● **Task input**:
*****

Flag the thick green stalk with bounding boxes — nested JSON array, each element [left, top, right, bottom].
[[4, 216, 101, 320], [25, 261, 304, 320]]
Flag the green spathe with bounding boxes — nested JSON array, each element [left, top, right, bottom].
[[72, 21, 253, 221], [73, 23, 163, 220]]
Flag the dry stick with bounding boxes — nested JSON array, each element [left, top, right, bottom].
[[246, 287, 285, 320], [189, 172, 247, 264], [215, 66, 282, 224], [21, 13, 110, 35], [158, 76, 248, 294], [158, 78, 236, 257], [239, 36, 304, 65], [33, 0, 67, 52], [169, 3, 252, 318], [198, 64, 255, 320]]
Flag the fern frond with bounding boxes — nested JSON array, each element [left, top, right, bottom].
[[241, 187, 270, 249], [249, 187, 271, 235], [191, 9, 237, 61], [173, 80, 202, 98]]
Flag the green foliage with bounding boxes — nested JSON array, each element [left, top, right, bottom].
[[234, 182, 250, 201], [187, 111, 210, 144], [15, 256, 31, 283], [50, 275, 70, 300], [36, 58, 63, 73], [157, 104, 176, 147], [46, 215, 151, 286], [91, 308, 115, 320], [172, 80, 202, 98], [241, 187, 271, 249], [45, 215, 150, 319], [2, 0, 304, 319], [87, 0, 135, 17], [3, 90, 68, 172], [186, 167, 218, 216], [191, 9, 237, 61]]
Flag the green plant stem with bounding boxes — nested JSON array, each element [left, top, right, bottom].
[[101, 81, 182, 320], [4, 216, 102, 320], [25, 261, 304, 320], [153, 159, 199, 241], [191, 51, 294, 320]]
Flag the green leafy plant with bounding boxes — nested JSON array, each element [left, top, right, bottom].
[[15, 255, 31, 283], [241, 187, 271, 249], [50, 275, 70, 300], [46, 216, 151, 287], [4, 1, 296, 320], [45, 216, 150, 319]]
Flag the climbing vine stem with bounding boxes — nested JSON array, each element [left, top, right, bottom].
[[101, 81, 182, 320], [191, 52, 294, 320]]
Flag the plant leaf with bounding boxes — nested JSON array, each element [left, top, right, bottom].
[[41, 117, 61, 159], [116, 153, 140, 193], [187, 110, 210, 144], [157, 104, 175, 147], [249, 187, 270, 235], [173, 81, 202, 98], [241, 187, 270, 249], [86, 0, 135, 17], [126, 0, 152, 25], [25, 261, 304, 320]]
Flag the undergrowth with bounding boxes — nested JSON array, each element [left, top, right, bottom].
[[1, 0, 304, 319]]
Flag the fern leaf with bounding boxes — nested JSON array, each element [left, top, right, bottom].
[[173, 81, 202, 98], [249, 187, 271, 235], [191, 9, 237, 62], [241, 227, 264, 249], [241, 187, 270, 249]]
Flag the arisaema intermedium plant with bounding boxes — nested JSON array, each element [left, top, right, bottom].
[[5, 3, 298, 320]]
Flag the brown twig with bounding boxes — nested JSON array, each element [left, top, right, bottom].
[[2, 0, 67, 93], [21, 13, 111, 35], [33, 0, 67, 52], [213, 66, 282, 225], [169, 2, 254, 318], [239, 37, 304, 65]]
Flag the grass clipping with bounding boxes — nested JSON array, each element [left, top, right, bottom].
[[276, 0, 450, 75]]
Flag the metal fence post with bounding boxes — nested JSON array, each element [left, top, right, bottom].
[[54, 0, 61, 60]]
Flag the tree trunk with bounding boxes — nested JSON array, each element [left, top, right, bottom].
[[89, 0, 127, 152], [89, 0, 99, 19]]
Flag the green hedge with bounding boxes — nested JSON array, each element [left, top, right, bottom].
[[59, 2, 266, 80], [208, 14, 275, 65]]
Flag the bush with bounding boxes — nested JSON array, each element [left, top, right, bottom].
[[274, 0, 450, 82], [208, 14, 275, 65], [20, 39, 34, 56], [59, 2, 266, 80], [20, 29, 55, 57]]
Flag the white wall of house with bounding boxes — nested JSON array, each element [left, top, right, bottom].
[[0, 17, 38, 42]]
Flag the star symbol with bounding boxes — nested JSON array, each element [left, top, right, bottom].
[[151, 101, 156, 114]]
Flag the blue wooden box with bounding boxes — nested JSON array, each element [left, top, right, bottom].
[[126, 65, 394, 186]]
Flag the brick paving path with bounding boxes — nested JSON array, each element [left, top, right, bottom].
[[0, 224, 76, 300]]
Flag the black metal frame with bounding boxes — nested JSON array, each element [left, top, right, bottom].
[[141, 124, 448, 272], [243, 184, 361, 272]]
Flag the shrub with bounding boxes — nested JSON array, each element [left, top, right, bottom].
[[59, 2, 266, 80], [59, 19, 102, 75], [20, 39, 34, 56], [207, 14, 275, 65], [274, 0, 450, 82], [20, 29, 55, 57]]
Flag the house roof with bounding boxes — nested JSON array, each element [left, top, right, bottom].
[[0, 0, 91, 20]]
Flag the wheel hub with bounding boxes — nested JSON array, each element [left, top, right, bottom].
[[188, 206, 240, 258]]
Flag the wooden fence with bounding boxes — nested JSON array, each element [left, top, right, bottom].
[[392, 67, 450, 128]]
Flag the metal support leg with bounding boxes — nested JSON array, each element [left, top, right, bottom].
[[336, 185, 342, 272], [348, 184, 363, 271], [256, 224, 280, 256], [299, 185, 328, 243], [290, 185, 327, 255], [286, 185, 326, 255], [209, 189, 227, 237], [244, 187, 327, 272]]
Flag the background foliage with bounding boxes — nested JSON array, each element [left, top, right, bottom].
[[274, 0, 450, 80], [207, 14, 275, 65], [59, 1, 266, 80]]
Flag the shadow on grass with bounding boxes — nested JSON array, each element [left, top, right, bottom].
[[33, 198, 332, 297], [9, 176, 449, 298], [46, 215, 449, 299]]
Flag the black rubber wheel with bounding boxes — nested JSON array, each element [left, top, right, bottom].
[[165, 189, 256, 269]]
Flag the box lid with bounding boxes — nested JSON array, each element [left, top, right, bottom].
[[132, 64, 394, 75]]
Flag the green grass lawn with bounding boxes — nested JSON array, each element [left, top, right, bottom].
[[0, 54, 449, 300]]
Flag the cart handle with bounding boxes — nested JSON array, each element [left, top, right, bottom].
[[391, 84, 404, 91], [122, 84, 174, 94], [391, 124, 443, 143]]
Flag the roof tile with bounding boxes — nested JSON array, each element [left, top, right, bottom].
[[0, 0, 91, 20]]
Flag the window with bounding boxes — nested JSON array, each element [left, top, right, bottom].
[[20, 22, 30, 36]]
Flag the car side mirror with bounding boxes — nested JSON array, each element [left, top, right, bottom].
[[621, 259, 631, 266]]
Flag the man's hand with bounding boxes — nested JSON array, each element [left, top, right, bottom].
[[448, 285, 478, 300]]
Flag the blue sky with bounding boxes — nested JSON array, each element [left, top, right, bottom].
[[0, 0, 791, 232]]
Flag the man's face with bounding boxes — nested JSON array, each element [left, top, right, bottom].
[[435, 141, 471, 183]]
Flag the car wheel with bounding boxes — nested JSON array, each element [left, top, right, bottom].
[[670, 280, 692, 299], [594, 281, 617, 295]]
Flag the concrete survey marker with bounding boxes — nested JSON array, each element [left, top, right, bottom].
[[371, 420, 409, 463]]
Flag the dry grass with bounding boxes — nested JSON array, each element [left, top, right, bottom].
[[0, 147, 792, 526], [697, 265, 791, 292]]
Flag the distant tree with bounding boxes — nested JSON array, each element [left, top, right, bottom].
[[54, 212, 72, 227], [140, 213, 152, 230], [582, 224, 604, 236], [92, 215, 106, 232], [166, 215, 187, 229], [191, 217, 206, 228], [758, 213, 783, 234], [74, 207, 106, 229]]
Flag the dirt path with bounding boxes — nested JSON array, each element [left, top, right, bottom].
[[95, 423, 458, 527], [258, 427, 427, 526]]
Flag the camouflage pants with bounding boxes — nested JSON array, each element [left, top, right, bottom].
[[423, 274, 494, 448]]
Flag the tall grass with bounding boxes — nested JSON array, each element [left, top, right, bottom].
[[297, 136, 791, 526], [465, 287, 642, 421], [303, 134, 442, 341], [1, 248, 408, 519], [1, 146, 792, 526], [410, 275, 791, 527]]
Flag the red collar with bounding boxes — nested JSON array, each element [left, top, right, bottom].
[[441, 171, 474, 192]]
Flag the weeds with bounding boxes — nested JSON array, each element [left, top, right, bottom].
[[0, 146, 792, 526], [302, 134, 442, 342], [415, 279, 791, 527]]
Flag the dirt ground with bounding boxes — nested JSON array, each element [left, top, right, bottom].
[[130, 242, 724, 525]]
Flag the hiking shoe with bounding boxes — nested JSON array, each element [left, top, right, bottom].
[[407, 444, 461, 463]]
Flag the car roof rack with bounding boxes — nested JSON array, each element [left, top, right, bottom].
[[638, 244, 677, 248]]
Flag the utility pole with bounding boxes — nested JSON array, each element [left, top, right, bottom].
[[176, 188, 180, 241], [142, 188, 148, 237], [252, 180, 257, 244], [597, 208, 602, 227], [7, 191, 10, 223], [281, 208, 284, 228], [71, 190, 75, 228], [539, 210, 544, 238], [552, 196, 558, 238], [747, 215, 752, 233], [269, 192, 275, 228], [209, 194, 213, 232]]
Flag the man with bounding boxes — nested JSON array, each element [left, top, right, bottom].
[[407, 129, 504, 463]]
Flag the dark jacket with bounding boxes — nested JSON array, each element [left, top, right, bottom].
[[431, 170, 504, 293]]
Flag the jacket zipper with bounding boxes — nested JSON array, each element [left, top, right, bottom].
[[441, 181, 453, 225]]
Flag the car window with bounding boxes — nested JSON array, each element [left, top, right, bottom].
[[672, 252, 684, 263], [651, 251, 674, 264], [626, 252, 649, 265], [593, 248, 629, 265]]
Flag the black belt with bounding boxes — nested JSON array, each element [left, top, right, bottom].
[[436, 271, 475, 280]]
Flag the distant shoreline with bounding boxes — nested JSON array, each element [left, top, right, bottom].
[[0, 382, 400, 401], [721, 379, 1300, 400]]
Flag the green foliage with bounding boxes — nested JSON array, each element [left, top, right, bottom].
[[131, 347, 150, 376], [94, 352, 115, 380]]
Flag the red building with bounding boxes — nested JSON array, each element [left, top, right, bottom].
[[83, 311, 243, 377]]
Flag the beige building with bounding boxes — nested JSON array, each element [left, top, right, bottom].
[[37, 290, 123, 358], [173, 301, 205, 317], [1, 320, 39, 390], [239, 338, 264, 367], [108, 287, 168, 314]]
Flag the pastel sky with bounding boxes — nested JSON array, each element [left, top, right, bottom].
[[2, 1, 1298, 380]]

*****

● **Problem**: Please write out exactly the line containing "Flag the car window" and every line after it through the end of the records, nothing more.

● **Output below**:
Flag the car window with bounding boxes — nested JSON array, each element [left, top, right, bottom].
[[672, 252, 684, 263], [651, 251, 674, 264], [626, 252, 649, 265], [593, 248, 629, 265]]
Flag the black belt with bounding boxes — nested JSON array, each element [left, top, right, bottom].
[[436, 271, 475, 280]]
Flag the distant shoreline with bounding boxes — nested JSON array, each element [left, top, right, bottom].
[[0, 382, 400, 401], [721, 379, 1300, 400]]
Flag the green foliage with bounding boxes — nested JSON array, each element [left, top, right, bottom].
[[131, 347, 150, 376], [94, 352, 115, 380]]
Flag the red building with bounding boxes — nested JSON array, each element [left, top, right, bottom].
[[83, 311, 243, 377]]
Flag the beige building with bounding boxes — nested JSON array, each element [left, top, right, bottom].
[[37, 290, 123, 358], [173, 301, 205, 317], [1, 320, 39, 390], [239, 338, 264, 367], [108, 287, 168, 314]]
Flag the pastel sky with bounding boxes — nested JSON array, each element [left, top, right, bottom].
[[2, 1, 1298, 380]]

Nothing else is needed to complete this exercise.